ROWS start

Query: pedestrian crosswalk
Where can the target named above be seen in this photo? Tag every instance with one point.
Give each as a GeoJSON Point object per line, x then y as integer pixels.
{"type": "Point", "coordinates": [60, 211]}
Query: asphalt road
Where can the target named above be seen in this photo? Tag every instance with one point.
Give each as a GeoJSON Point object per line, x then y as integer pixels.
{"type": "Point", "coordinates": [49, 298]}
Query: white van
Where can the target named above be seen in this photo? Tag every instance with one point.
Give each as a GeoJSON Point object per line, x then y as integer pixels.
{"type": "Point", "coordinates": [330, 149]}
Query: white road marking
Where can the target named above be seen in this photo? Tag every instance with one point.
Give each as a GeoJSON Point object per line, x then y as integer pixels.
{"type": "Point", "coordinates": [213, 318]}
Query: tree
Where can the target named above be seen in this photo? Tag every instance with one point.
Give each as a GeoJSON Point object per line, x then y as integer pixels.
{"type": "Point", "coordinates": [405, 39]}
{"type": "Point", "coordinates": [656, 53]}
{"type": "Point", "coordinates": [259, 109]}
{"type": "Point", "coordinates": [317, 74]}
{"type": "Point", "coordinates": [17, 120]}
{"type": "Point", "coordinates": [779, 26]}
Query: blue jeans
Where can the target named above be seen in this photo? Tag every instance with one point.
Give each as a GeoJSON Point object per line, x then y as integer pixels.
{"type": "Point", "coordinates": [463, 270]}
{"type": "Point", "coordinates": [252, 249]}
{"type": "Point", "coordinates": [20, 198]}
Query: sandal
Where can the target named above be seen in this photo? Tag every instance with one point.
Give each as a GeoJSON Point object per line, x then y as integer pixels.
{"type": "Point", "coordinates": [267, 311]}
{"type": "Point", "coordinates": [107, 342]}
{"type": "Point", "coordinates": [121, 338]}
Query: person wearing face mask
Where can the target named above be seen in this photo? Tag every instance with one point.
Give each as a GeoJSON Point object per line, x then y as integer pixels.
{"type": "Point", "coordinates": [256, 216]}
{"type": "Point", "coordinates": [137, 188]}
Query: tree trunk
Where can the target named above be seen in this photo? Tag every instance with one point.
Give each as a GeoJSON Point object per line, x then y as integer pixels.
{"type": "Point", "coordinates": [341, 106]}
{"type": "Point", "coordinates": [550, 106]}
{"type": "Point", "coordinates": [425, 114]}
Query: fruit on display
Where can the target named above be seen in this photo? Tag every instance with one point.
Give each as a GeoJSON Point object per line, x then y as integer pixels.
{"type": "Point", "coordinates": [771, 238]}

ROWS end

• **TASK REQUIREMENTS**: Please copy out each record, character for character.

• **TASK RESPONSE**:
Query: pedestrian crosswalk
Where can the target named above be seen in this photo? Tag every instance with one point.
Give each as a GeoJSON Point object per line, x then y as integer pixels.
{"type": "Point", "coordinates": [60, 211]}
Query: asphalt road
Where can the target named above be seen in this photo? Tag every instance with one point.
Give each as a GeoJSON Point object per line, x then y as integer pixels.
{"type": "Point", "coordinates": [49, 298]}
Query: white van
Where can the target named above be seen in this photo? Tag every instance with one point.
Give each as a GeoJSON Point object per line, x then y as integer pixels.
{"type": "Point", "coordinates": [330, 149]}
Query: white road marking
Where can the target named above be seen in this photo? Tag every instance with one point.
Give each as a GeoJSON Point object per line, x then y as integer pixels.
{"type": "Point", "coordinates": [213, 318]}
Query: tree
Where can the target named above be seen in this photo? Tag every instance with one point.
Give each as a GeoJSON Point object per line, x then y as integer pixels.
{"type": "Point", "coordinates": [405, 39]}
{"type": "Point", "coordinates": [656, 53]}
{"type": "Point", "coordinates": [259, 109]}
{"type": "Point", "coordinates": [317, 74]}
{"type": "Point", "coordinates": [17, 120]}
{"type": "Point", "coordinates": [779, 26]}
Query: blue jeans
Where can the target named above be seen in this photo? Tag every instance with one point.
Give each as a GeoJSON Point object per line, x then y as integer pixels.
{"type": "Point", "coordinates": [463, 270]}
{"type": "Point", "coordinates": [252, 249]}
{"type": "Point", "coordinates": [20, 198]}
Query: sandal
Where can the target named above be seen in this photo? Tag every instance with one point.
Give each as a GeoJSON Point object per line, x then y as integer pixels.
{"type": "Point", "coordinates": [267, 311]}
{"type": "Point", "coordinates": [107, 342]}
{"type": "Point", "coordinates": [121, 338]}
Query: person wearing face mask
Where can the target named above be seen in this photo? Tag every instance with one point.
Give each as a GeoJSON Point object per line, x then y as integer pixels.
{"type": "Point", "coordinates": [256, 216]}
{"type": "Point", "coordinates": [137, 188]}
Query: tree trunk
Where can the target named above be seen in this photo? Tag every instance with one point.
Give each as a GeoJSON Point object per line, x then y as integer pixels.
{"type": "Point", "coordinates": [341, 106]}
{"type": "Point", "coordinates": [550, 106]}
{"type": "Point", "coordinates": [425, 114]}
Query: fruit on display
Where can the target named above be seen in this photo? Tag every instance with one point.
Give each as a GeoJSON Point object per line, x then y as integer pixels.
{"type": "Point", "coordinates": [771, 238]}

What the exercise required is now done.